Saved entries:
=== Begin Enclosure ===

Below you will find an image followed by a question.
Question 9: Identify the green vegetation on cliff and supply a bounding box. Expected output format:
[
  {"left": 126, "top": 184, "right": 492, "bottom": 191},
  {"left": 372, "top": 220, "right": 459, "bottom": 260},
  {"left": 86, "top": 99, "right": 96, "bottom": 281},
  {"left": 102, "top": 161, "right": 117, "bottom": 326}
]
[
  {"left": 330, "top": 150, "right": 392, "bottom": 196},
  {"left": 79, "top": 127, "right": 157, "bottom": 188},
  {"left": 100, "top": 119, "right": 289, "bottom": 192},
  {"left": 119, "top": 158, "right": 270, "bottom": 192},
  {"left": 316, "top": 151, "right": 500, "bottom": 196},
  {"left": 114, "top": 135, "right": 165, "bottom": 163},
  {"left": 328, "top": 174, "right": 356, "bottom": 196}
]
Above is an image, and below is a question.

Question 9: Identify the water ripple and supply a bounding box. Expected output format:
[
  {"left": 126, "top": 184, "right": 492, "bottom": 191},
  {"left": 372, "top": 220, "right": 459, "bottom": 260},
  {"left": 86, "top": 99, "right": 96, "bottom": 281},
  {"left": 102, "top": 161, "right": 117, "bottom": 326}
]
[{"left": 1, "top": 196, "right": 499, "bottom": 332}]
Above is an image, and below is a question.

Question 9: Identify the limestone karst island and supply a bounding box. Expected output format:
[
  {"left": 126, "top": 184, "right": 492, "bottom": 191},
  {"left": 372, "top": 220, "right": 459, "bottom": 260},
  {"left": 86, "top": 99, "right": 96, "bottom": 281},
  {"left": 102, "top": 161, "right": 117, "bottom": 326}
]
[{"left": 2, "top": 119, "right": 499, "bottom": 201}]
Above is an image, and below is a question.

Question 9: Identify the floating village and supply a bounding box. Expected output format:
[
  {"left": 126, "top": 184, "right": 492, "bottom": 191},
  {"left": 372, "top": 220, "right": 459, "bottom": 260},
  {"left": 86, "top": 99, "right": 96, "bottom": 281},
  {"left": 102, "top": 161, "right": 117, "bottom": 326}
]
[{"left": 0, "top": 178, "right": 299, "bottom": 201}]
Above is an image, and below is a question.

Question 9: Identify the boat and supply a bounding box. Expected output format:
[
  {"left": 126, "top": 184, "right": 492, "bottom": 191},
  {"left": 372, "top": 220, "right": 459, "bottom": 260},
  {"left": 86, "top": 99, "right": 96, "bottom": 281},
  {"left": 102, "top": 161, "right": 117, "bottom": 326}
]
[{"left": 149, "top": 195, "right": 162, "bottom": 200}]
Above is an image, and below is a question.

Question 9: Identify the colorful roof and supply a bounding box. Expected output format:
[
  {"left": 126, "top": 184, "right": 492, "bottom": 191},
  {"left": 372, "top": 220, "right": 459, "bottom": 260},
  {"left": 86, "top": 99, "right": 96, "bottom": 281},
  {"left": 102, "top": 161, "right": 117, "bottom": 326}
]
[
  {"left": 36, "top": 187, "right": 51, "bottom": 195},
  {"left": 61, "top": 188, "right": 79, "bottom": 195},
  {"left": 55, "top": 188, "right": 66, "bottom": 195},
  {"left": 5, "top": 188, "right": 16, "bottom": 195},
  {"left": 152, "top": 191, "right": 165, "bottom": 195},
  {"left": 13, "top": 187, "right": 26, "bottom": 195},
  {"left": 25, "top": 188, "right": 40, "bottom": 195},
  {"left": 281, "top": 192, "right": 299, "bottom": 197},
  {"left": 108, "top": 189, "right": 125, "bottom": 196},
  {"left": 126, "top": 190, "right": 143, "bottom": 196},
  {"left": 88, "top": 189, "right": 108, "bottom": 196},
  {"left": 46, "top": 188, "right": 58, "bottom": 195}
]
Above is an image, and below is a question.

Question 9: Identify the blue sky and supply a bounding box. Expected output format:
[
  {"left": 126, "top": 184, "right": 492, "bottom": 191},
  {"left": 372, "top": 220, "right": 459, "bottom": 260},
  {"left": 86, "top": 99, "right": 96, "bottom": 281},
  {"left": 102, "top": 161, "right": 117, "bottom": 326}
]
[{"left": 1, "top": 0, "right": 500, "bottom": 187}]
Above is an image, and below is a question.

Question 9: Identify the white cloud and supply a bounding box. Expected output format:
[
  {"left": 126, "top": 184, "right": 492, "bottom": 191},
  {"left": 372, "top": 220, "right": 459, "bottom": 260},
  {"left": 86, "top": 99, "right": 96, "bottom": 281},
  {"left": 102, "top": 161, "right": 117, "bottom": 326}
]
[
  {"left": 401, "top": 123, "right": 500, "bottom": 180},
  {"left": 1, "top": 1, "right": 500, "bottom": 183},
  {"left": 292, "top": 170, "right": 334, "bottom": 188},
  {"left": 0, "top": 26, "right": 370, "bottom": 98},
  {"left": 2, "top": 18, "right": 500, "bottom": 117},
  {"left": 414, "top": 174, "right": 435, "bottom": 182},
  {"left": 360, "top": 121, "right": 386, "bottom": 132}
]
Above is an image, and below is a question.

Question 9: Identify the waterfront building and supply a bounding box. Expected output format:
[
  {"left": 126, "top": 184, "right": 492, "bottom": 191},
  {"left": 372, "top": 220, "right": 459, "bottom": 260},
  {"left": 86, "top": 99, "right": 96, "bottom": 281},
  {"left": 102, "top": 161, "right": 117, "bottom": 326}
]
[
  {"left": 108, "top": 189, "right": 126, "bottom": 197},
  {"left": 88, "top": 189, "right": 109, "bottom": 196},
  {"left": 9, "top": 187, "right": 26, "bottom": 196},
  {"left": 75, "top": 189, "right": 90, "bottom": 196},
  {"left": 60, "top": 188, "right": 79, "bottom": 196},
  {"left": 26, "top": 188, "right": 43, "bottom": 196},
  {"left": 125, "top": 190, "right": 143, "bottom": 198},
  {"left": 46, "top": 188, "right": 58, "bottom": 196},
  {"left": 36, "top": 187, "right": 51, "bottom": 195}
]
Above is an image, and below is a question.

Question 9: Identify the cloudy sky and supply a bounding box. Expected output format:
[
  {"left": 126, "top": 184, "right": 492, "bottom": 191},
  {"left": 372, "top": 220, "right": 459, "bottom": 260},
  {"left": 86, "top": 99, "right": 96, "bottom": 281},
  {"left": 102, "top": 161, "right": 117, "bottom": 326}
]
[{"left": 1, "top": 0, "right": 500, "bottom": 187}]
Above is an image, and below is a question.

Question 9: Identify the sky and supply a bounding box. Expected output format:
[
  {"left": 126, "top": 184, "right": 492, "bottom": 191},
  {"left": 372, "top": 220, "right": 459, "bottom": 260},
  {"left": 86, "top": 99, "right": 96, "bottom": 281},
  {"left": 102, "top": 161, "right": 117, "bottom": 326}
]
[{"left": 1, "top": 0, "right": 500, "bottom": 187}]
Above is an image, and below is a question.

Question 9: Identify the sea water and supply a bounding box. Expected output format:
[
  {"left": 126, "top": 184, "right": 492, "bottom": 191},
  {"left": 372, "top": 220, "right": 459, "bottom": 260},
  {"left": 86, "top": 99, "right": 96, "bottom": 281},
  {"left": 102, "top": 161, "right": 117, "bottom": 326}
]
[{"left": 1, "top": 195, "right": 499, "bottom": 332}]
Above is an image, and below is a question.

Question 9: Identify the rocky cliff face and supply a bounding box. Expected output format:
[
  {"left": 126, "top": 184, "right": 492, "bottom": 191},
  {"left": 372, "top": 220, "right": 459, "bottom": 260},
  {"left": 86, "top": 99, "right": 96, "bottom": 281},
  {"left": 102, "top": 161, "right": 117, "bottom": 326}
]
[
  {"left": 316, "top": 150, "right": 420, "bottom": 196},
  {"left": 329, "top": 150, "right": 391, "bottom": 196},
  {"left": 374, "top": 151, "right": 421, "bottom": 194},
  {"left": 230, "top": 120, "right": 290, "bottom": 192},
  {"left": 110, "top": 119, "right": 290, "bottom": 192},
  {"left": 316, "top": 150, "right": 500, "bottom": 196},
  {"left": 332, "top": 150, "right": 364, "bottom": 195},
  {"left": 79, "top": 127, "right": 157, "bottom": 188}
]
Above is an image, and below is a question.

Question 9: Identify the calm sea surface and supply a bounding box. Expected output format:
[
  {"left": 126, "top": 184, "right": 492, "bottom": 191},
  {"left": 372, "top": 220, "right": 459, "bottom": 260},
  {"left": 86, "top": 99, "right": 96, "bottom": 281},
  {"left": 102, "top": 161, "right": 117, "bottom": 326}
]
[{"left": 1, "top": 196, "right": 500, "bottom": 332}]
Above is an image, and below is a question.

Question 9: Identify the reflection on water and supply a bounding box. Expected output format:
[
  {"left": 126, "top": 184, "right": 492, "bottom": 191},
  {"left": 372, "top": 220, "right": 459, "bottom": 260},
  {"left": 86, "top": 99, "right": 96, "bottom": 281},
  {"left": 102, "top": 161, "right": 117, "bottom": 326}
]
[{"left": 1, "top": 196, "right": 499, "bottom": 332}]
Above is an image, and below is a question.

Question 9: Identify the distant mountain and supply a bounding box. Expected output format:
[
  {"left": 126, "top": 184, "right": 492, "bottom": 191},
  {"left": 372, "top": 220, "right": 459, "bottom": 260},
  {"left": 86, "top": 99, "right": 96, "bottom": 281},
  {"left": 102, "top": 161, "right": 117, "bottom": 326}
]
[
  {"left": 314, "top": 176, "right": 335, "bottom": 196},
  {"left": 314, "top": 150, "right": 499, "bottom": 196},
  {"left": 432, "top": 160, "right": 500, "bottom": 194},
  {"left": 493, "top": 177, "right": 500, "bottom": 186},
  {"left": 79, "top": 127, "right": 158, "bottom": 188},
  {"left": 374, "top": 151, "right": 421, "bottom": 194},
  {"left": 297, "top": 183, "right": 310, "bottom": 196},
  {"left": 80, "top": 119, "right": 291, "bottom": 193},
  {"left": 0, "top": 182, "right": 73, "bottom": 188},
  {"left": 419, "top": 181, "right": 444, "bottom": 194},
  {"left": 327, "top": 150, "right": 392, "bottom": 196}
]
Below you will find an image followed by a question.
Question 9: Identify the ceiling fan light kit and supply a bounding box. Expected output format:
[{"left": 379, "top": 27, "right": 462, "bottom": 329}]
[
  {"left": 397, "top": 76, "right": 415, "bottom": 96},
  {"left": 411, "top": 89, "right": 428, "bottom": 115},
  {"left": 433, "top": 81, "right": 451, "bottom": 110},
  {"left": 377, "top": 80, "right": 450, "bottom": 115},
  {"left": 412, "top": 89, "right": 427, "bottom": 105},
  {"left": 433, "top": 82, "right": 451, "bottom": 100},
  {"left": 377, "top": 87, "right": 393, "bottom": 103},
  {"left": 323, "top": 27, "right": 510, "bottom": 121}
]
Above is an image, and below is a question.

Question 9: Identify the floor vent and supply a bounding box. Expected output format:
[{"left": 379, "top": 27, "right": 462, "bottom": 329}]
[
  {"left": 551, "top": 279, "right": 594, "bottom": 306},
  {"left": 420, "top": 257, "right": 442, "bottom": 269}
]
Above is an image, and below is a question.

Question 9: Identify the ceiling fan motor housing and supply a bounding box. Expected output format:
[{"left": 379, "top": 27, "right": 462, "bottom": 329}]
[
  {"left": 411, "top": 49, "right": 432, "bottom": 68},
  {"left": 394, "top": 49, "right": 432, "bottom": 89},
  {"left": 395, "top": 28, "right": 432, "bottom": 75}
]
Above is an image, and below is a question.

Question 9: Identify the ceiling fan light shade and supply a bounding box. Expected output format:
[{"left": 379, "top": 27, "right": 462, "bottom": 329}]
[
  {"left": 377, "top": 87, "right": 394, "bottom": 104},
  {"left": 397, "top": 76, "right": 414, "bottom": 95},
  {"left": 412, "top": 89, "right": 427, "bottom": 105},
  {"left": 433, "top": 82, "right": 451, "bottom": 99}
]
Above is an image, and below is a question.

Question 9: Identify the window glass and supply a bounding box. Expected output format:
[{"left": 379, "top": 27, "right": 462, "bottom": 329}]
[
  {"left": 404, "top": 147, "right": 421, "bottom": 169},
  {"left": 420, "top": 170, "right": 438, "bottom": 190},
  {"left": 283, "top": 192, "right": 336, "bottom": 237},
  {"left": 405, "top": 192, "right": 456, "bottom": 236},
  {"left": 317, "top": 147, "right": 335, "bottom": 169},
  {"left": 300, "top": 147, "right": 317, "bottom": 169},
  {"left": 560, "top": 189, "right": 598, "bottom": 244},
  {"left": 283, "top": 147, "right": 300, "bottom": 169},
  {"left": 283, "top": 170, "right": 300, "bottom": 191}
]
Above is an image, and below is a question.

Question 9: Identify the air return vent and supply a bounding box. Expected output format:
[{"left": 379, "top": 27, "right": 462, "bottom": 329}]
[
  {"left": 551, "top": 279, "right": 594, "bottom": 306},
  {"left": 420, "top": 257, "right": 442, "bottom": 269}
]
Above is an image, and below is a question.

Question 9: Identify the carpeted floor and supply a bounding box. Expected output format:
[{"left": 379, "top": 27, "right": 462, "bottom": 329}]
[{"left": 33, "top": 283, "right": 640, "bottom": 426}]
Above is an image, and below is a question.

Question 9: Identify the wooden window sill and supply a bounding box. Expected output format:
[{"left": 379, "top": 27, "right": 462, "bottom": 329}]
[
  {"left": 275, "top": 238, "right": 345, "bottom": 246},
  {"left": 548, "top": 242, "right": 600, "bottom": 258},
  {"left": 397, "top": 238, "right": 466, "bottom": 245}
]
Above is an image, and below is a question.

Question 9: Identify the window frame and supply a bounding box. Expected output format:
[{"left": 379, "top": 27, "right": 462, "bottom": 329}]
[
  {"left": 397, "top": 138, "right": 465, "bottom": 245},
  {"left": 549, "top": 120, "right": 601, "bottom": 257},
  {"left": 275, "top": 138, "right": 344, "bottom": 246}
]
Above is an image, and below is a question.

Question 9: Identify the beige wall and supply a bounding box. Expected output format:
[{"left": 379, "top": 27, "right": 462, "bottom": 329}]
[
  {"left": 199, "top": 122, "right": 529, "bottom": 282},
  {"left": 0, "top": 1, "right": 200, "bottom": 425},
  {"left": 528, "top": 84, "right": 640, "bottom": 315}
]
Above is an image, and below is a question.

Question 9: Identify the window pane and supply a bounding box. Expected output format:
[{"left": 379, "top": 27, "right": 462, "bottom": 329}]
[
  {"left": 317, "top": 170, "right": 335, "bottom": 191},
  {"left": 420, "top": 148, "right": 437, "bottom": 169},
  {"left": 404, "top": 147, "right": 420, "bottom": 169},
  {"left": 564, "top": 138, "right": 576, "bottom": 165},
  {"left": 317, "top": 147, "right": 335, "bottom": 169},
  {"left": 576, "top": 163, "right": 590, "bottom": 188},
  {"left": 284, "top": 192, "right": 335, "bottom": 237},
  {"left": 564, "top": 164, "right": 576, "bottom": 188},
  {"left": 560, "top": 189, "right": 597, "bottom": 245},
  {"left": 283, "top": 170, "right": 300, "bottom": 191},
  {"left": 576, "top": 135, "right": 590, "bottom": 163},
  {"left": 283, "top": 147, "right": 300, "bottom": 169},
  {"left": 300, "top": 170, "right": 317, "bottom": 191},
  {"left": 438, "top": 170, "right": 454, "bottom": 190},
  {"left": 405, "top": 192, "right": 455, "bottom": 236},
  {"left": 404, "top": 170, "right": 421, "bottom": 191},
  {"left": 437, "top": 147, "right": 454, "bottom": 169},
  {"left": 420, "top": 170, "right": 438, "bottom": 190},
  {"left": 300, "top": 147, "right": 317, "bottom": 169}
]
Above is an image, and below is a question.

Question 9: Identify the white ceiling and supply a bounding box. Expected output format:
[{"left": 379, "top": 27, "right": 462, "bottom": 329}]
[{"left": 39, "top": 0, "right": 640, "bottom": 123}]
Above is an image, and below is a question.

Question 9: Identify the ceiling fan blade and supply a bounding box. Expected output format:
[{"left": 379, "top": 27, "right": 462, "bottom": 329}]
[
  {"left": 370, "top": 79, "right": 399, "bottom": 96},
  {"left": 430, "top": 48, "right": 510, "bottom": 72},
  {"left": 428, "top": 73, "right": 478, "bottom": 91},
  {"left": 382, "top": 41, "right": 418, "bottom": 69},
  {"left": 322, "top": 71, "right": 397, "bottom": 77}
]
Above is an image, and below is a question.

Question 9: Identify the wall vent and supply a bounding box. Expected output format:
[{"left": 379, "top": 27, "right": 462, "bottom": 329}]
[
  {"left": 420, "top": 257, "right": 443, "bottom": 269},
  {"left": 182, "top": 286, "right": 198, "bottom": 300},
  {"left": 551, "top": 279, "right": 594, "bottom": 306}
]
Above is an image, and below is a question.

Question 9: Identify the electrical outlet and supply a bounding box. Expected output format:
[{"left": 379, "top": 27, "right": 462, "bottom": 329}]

=== End Enclosure ===

The required output is every line above from the one with "Question 9: Identify the wooden" down to the one with "Question 9: Identify the window pane", restated word for word, ends included.

Question 9: Identify the wooden window sill and supply a bounding box. Expected output format:
[{"left": 379, "top": 27, "right": 462, "bottom": 329}]
[
  {"left": 275, "top": 238, "right": 345, "bottom": 246},
  {"left": 548, "top": 242, "right": 600, "bottom": 258},
  {"left": 397, "top": 238, "right": 466, "bottom": 245}
]
Above is an image, and below is a question.

Question 9: Identify the window frame and supply a bounding box. Expected output format:
[{"left": 379, "top": 27, "right": 462, "bottom": 329}]
[
  {"left": 397, "top": 138, "right": 465, "bottom": 245},
  {"left": 549, "top": 120, "right": 601, "bottom": 257},
  {"left": 275, "top": 138, "right": 344, "bottom": 246}
]
Above is an image, and below is a question.

Question 9: Identify the beige wall and supply a bounding box. Expected output format:
[{"left": 379, "top": 27, "right": 462, "bottom": 329}]
[
  {"left": 199, "top": 122, "right": 529, "bottom": 282},
  {"left": 0, "top": 1, "right": 200, "bottom": 425},
  {"left": 528, "top": 84, "right": 640, "bottom": 315}
]
Above is an image, and below is a question.

Question 9: Identify the window pane and supply a bounding box. Expected output format:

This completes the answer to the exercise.